Exercise passage Block Start

Twenty-year-old Penelope spends most of her time getting “blotto” and playing music. After she meets and jams with an older bass player named Theo and they mistakenly swap journals, she decides he’s “Mr. Right” based on a line of his poetry: “Hearts on ropes and flowers on telephone poles.” Unfortunately, when she returns to the club to look for him, she ends up in a drugged threesome with the “potentially” dangerous Stan and his girlfriend. The encounter leaves Penelope pregnant, and Stan obsessed with her. To make matters worse, it’s later revealed that Theo is married.
Motion Sickness is disorienting—dizzying, even. Penelope is an unreliable narrator: she’s easily distracted, preoccupied, and, frequently, drunk. In one scene, she thinks to herself: “If you drank less you might remember more.” She’s “so good at living in the present [she] didn’t even remember last week’s conversations.” Facts introduced in one chapter are forgotten in later ones, and speculations grow into belief.
Because I spent time looking at Dyment’s illustrations before reading each section, the “flash novel” format broke the flow of reading for me—even when the new chapter began seconds after the previous one ended. Initially, I flipped back to reread scenes, but when I stopped and accepted the reality of each chapter as a self-contained flash fiction, I became more fully immersed in Penelope’s in-the-moment realities. The format of the novel perfectly reflects and enhances the perspective of the narrator—the disjointed, disconnected vignettes recreate the feeling of being twenty, self-focused, overly imaginative, and drunk.

Exercise passage Block End

Tasks to carry out:
1) In the Motion Sickness review, what line of Theo's poetry leads Penelope to decide he's "Mr. Right"?
2) List all the states that the Motion Sickness review says the disjointed vignettes recreate the feeling of being.
3) Write a few more sentences of the Motion Sickness review, picking up after its final sentence.
You won't need the lines that come after the review to do this work.

The data Block Start

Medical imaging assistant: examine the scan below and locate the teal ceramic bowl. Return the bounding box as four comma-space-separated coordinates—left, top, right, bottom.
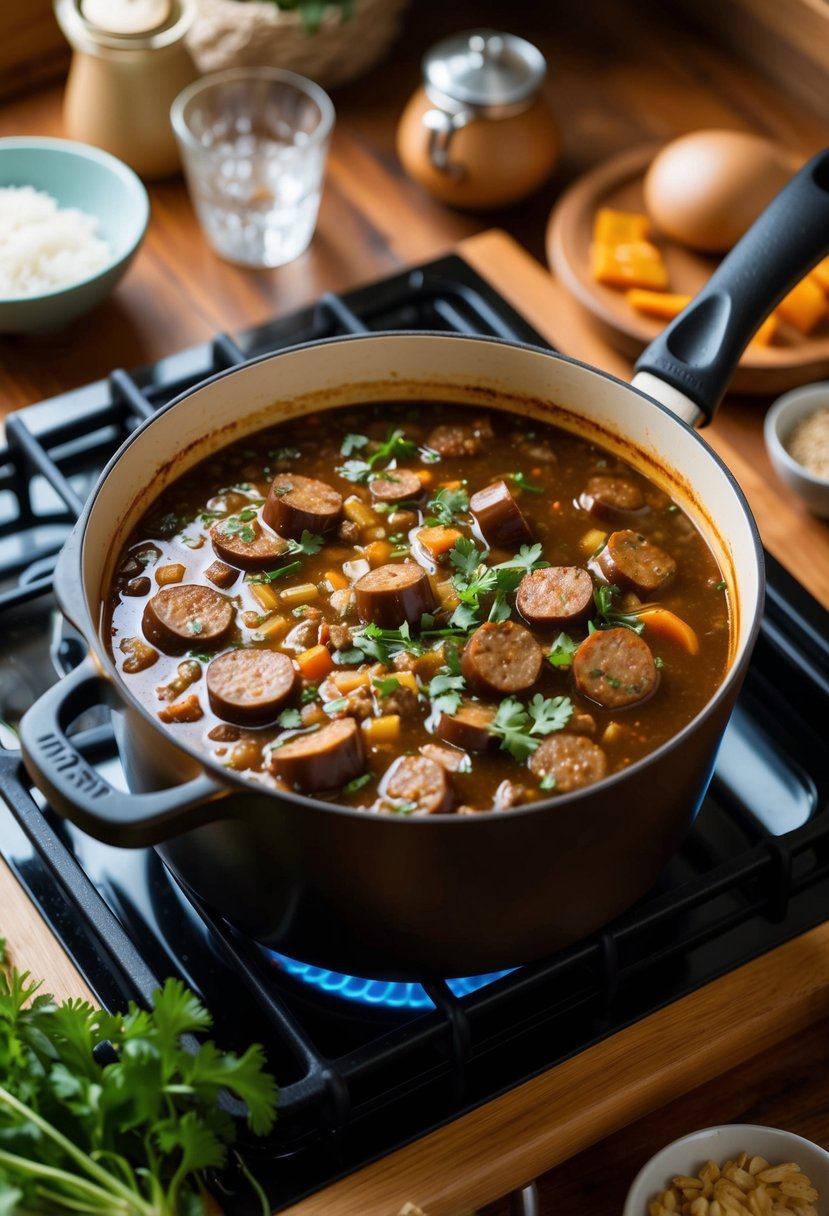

The data Block End

Answers:
1) "Hearts on ropes and flowers on telephone poles."

2) Twenty, self-focused, overly imaginative, and drunk.

3)
At times, the supporting characters feel underdeveloped—which can largely be attributed to Penelope’s narrow point of view—and, in particular, I was frustrated by the storyline with Theo’s wife, Annabelle. The only thing we ever learn about Annabelle is that she works at the hospital and broke her husband’s leg with a baseball bat because of his emotional affair with Penelope. It’s an easy cop-out, allowing the reader to side with Penelope in her desire to break up their relationship without any real emotional barriers or a nuanced understanding of what it means to fall in love.
Pflug’s history as a speculative fiction writer is apparent—Penelope’s story exists out of time and without the boundaries of logic. Toronto is reduced to a self-contained microcosm, where people are known only on a first-name basis and stumble into each other in unexpected places. In other ways, the story is firmly rooted in reality. There is no magic here, only gritty surrealism, an inverted reality that is complemented by Dyment’s illustrations. As a side note, colour (especially red) plays a huge role in the story, and I thought it was an interesting choice to use black and white art, and leave colour and its significance to the reader’s imagination.